- **Data to examine**

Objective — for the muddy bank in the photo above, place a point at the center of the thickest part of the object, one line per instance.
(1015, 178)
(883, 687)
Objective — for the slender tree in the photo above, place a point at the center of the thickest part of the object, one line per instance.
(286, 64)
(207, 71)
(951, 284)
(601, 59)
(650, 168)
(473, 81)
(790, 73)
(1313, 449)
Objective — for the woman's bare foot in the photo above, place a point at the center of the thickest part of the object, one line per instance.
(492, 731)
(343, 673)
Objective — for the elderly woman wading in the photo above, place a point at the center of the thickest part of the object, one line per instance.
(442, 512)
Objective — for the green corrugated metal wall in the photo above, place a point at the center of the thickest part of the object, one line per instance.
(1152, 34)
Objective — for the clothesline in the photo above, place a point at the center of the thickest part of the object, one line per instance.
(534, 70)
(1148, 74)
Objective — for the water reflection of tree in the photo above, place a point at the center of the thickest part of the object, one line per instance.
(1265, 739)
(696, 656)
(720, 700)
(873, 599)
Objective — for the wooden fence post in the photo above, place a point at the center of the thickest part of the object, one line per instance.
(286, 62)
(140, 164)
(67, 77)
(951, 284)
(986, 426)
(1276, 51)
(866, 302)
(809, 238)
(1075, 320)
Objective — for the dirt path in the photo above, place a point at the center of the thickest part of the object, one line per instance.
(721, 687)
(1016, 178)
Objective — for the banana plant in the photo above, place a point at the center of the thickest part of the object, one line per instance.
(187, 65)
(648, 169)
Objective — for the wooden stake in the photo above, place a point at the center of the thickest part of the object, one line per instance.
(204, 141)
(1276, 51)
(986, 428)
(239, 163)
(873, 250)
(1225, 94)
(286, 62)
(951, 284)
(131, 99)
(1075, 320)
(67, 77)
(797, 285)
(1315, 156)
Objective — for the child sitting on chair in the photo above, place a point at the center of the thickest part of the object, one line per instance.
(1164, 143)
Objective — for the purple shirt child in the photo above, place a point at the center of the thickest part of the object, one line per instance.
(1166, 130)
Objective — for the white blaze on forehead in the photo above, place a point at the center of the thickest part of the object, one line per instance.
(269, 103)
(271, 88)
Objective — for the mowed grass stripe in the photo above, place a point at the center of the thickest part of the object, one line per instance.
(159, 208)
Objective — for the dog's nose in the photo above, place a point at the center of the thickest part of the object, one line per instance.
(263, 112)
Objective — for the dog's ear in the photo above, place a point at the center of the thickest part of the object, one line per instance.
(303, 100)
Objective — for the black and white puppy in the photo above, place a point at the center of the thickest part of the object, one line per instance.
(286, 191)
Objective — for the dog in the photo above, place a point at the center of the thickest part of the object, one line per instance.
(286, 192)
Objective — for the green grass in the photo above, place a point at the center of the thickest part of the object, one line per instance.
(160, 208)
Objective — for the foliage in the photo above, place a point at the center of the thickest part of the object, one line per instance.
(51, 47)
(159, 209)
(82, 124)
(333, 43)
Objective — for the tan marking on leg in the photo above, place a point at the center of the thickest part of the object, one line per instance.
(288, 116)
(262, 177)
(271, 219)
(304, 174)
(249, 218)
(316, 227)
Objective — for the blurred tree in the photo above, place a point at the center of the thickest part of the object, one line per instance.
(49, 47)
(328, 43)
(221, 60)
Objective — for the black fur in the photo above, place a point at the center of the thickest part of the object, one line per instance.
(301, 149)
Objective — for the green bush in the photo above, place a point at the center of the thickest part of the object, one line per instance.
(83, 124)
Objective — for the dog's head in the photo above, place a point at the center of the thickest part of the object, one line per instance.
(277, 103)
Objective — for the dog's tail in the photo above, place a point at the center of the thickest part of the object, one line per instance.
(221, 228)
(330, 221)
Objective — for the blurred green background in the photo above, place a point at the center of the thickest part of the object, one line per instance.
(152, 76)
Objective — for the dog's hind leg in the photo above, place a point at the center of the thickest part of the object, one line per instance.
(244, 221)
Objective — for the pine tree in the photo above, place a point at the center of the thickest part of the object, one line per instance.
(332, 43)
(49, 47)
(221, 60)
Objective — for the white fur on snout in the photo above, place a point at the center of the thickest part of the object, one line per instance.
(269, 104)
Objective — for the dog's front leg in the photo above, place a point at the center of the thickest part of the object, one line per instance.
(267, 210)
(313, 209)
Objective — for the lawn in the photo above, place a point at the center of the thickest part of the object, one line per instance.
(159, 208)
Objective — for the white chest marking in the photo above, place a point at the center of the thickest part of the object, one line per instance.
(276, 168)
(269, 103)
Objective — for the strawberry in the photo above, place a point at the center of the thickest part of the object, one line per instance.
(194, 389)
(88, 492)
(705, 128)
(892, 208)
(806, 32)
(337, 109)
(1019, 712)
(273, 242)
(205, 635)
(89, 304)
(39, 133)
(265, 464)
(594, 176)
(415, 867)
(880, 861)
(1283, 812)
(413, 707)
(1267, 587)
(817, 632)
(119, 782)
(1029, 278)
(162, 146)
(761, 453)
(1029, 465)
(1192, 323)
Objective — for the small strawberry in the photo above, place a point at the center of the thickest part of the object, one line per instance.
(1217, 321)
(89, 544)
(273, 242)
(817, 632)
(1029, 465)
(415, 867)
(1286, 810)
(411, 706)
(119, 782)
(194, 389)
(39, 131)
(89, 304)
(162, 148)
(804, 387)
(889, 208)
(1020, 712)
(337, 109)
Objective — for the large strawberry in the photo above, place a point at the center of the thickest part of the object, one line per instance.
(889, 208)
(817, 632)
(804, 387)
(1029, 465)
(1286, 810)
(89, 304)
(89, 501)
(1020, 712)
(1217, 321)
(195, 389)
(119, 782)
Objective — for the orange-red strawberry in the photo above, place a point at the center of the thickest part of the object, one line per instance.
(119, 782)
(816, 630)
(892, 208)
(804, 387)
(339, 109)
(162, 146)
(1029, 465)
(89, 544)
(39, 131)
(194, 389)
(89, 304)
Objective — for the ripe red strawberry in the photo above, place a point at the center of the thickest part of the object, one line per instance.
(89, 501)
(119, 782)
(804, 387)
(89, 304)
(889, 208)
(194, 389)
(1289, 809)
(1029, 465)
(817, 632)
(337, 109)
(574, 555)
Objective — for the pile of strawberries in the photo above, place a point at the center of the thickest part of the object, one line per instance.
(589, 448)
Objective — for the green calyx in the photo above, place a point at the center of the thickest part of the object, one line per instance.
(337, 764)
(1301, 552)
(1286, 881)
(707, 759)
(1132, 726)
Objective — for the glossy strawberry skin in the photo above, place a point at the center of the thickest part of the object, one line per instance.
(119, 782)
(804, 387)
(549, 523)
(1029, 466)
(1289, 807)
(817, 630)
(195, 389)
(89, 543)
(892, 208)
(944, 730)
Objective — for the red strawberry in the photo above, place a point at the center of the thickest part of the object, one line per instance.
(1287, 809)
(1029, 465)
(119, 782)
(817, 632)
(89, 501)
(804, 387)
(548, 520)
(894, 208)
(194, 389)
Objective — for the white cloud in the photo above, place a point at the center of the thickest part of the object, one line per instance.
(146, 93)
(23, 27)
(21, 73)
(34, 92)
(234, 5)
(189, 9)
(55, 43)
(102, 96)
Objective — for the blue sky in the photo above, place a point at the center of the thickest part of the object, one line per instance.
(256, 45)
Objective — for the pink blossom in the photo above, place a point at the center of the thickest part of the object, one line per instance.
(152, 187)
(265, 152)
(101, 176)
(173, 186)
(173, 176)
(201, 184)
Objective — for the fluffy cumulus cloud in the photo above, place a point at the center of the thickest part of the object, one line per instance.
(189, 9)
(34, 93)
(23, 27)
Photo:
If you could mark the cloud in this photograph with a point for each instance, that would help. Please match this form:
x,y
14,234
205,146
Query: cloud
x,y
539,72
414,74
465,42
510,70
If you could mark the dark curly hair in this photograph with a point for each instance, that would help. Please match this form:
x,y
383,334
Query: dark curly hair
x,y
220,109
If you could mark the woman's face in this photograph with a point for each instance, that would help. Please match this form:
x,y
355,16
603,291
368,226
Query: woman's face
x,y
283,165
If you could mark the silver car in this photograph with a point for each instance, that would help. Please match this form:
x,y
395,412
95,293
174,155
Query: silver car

- **The task**
Look over the records above and filter for each line with the word "silver".

- **Answer section**
If you could mark the silver car in this photograph with a point for each instance, that would help. Please match this form:
Query: silver car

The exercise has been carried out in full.